* _Provided text_

# Trivial Pension Changes



## Baracuda (18 Aug 2011)

It was to my dismay today to find out that Revenue has changed the rules regarding Trivial Pension's for PRSA's and Personal Pensions without giving any prior notice to the pensions industry. 

Up until now if a person had total fund of less than 20000 after taking their TFLS from all pension sources they could claim the entire fund subject to tax. Revenue has now reduced this amount to just 10000 now which means that a person will now have no option but to buy an annuity which would only give them a pension of c. 500 per year or invest in an AMRF which will have to remain invested until the age of 75.

DC pensions are not affected by this change and a member with less than 20000 after taking TFLS can still take this lumpsum subject to their marginal tax rate

Why has this change took place? Well there is a number of possible reasons but Revenue have stated "This limit is subject to change as it is linked with the general AMRF minimum investment amount in the market place" 

Very bad news indeed and does not make sence. It is now up to the life companies to increase their minimum investment amount to counteract this move by those idiots with little experiance in the Revenue Pension Large Cases department


----------



## boaber (19 Aug 2011)

Records pointing to named objects
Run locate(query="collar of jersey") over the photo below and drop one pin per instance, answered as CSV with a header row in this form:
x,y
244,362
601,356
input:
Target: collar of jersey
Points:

* _Written instruction 1_
In the trivial pension thread, which type of pension does the first post say is not affected by the rule change?
* _Written instruction 2_
Continue the trivial pension thread from where it stops.

* _Exercise output 1_
DC pensions are not affected.

* _Exercise output 2_
Hi Baracuda

Thanks for the info.

How did you find out?  Have been on to their website & can't see anything on this, and there doesn't seem to have been an eBrief yet

Cheers


----------



## Baracuda (19 Aug 2011)

From Irish Life, queried it with the Large Cases department in Revenue and they confirmed same to me over the phone but am waiting for official responce not that it makes any difference. 

Also found out that pre finance act 2011 vested PRSA's must keep a minimum balance of 120000 to provide an AMRF instead of 63500, again this was never communicated. Goal posts changed again without warning. There is going to be a lot of unhappy people out there as a result of these changes!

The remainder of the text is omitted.